Brano selezionato:
==========
Per tutti ero il Conte, in un mondo in cui un fenomeno come Carl Lewis viveva praticamente con la tuta della Santa Monica, inguardabile. C’era chi mi prendeva in giro ma poi c’era soprattutto chi mi faceva gli ordini per avere nei meeting successivi quell’abito firmato, quell’accessorio elegante. Ero un pusher della moda. E poi c’era Paul Tergat che quando mi vedeva diventava matto per me e le mie macchine: ogni volta ci saliva su. Ma ero generoso anche con i miei avversari.
Ad esempio?
Un Niyongabo che vince le Olimpiadi di Atlanta nel 1996 semplicemente perché io l’ho portato dal mio fisioterapista. Venuste aveva una lesione agli addominali e non riusciva a guarire pensando che fosse pubalgia. Io, suo rivale, lo porto dal mio fisioterapista che lo mette a posto e poi va a vincere l’oro nei 5 mila. Poi ho migliaia di altri aneddoti che non riguardano l’atletica ma il jet set.
Dove eri diventato un personaggio precorrendo i tempi. Fosse accaduto oggi?
==========
Righe estratte:
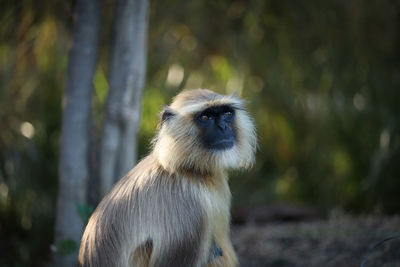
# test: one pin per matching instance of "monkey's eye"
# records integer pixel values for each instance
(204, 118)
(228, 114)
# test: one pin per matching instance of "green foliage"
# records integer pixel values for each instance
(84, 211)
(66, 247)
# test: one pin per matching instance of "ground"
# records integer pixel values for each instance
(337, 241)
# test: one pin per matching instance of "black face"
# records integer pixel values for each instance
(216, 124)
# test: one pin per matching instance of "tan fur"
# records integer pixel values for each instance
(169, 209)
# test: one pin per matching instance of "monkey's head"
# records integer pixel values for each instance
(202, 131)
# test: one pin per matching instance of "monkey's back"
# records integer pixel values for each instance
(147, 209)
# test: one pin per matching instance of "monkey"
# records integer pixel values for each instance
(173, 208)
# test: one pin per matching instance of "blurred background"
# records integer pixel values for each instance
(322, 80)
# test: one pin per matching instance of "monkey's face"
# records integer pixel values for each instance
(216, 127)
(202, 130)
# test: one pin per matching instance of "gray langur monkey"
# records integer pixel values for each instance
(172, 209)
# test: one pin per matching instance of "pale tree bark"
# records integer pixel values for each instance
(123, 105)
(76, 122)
==========
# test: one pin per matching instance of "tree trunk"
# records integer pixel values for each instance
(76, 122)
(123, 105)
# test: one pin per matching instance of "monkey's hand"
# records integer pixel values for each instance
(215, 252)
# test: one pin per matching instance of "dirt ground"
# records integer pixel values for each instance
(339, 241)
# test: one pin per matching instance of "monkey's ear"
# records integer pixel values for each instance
==========
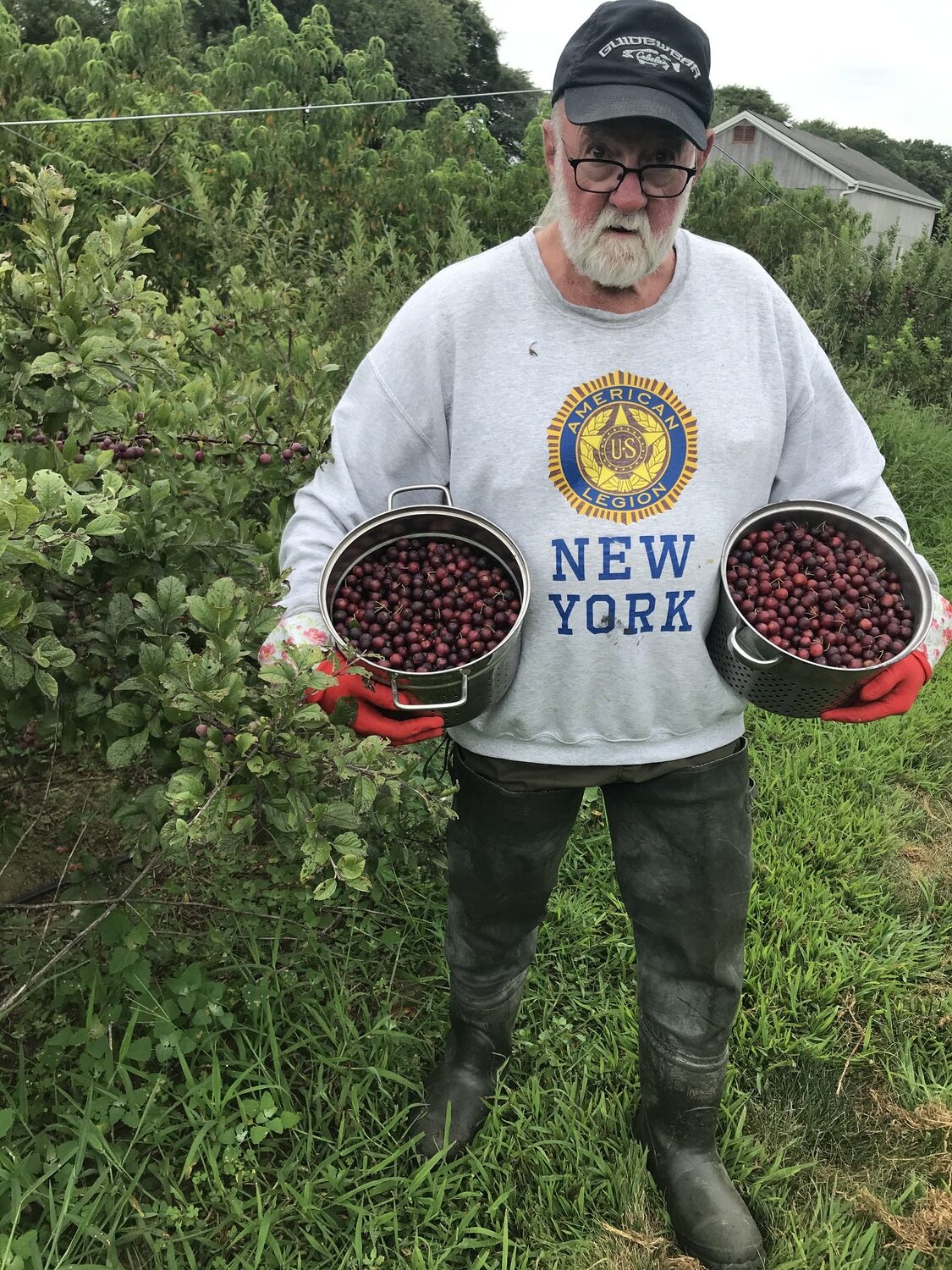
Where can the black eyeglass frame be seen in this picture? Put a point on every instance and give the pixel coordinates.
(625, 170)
==========
Cosa fare:
1 - Per favore, riproduci fedelmente la parte del brano selezionato che si apre con le parole contenenti "Ad esempio?" e si chiude con "il jet set.".
2 - Secondo il brano selezionato, in quale gara Niyongabo vince l'oro alle Olimpiadi di Atlanta del 1996?

Risposte ai compiti:
1 -
Ad esempio?
Un Niyongabo che vince le Olimpiadi di Atlanta nel 1996 semplicemente perché io l’ho portato dal mio fisioterapista. Venuste aveva una lesione agli addominali e non riusciva a guarire pensando che fosse pubalgia. Io, suo rivale, lo porto dal mio fisioterapista che lo mette a posto e poi va a vincere l’oro nei 5 mila. Poi ho migliaia di altri aneddoti che non riguardano l’atletica ma il jet set.

2 - Nei 5 mila.